==== THE DATA ====

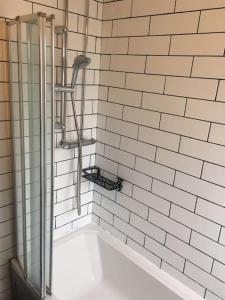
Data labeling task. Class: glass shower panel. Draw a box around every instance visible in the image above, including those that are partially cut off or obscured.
[22,23,41,289]
[9,13,54,297]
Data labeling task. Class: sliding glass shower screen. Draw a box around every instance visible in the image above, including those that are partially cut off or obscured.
[8,13,54,298]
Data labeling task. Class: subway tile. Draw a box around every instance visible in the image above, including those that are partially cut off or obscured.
[98,101,123,119]
[170,33,225,56]
[95,184,116,201]
[120,136,156,160]
[176,0,225,11]
[192,57,225,79]
[106,118,138,138]
[0,83,9,101]
[152,180,196,211]
[184,262,225,298]
[219,227,225,246]
[97,128,121,150]
[105,146,135,168]
[132,0,175,16]
[116,193,148,219]
[209,123,225,145]
[202,163,225,187]
[101,197,129,222]
[112,17,150,36]
[114,217,145,245]
[123,106,160,128]
[100,71,125,87]
[138,126,180,151]
[135,157,175,184]
[180,137,225,166]
[0,157,12,174]
[185,99,225,124]
[130,213,166,244]
[166,235,213,273]
[216,80,225,102]
[174,172,225,206]
[212,261,225,282]
[161,261,205,297]
[156,148,203,177]
[102,20,113,38]
[0,189,14,207]
[128,36,170,55]
[110,55,146,73]
[109,87,142,107]
[0,220,15,238]
[148,209,191,242]
[118,165,152,190]
[0,174,12,191]
[56,205,87,227]
[145,237,185,271]
[54,199,74,216]
[1,0,32,19]
[190,231,225,264]
[150,12,200,35]
[198,8,225,33]
[127,238,161,267]
[92,203,113,224]
[0,41,8,61]
[126,74,165,93]
[160,113,210,141]
[170,205,220,241]
[132,186,170,215]
[0,248,15,265]
[146,56,193,76]
[99,219,126,243]
[142,93,186,116]
[95,154,118,174]
[103,0,131,20]
[165,77,218,100]
[101,37,128,54]
[205,291,222,300]
[196,198,225,226]
[0,62,9,82]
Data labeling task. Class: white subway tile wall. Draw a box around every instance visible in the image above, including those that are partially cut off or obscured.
[93,0,225,300]
[0,0,102,300]
[0,0,225,300]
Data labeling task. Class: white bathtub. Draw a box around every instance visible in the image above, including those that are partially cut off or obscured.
[53,225,202,300]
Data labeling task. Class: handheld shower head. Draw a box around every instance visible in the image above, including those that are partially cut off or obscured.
[71,55,91,88]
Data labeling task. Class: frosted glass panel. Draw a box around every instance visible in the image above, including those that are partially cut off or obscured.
[10,15,54,298]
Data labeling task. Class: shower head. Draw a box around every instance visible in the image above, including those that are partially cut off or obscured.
[73,55,91,69]
[71,55,91,88]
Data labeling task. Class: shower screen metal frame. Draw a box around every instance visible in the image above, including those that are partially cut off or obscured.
[7,13,55,299]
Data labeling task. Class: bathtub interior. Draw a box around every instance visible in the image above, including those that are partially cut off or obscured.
[53,226,192,300]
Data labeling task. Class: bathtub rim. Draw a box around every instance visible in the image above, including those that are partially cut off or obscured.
[53,223,203,300]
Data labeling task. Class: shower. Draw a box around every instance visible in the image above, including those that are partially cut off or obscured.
[55,1,96,216]
[71,55,91,88]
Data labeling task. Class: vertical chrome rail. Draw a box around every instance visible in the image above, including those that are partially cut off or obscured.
[61,0,69,143]
[47,15,55,295]
[7,22,24,272]
[80,0,90,138]
[38,14,46,298]
[16,18,27,278]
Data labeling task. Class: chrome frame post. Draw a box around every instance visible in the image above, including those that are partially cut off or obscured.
[47,15,55,295]
[38,16,46,298]
[16,18,27,278]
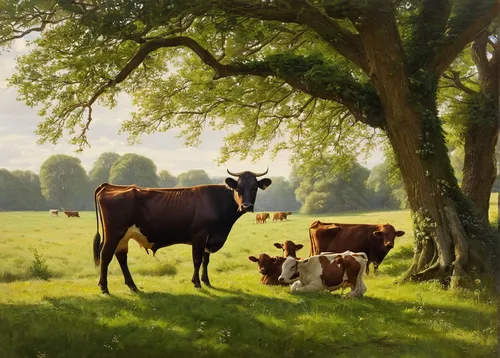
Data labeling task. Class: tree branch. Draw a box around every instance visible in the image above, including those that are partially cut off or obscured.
[428,1,500,76]
[443,70,478,94]
[215,0,370,73]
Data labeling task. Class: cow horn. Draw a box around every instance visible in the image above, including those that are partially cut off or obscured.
[226,169,244,177]
[253,167,269,177]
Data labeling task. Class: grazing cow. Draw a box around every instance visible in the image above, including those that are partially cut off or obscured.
[248,254,288,286]
[309,220,405,274]
[274,240,304,260]
[278,251,367,298]
[64,211,80,218]
[273,212,286,222]
[94,170,271,294]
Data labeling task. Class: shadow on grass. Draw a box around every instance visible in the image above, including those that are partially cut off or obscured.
[0,288,492,357]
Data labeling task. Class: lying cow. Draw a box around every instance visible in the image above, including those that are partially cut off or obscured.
[248,254,288,286]
[278,251,368,298]
[64,211,80,218]
[274,240,304,260]
[309,220,405,274]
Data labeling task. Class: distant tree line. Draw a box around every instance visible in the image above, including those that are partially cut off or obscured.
[0,152,492,214]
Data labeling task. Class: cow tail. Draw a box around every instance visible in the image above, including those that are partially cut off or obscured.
[94,185,104,266]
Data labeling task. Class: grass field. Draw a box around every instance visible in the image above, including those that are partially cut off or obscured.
[0,198,497,358]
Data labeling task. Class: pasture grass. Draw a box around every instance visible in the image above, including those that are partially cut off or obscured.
[0,207,498,358]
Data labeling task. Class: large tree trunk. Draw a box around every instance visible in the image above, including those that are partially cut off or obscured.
[462,31,500,227]
[358,5,491,286]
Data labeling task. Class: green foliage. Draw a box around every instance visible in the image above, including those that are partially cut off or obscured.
[177,169,212,188]
[40,154,89,210]
[158,170,177,188]
[89,152,120,188]
[29,249,52,281]
[109,153,158,188]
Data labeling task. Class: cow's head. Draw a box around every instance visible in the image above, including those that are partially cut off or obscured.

====

[WHAT IS ASKED]
Transcribe the data verbatim, from the line containing "Data labeling task. Class: pasture" through the end of the data, both ends included.

[WRITTEN REPLY]
Data labeling task. Class: pasture grass. Draw a box around every instance visible in the image above, including those that are partially cut off or obscured.
[0,207,498,358]
Data labeling task. Class: large tree trunk. Draw a box around every instance visible in the image above, including those that are partially cut off or obscured.
[462,31,500,227]
[358,5,491,286]
Data labeling task. Class: green foliage. Draw a box around every instance visible in the image above, including those that are partially cut off or obscured.
[177,169,212,188]
[40,154,89,210]
[158,170,177,188]
[89,152,120,188]
[29,249,52,281]
[109,153,158,188]
Data labeling task. Class: cow's head. Draw a box around every instance visible in the image above, including those that are partially cut off or obscured.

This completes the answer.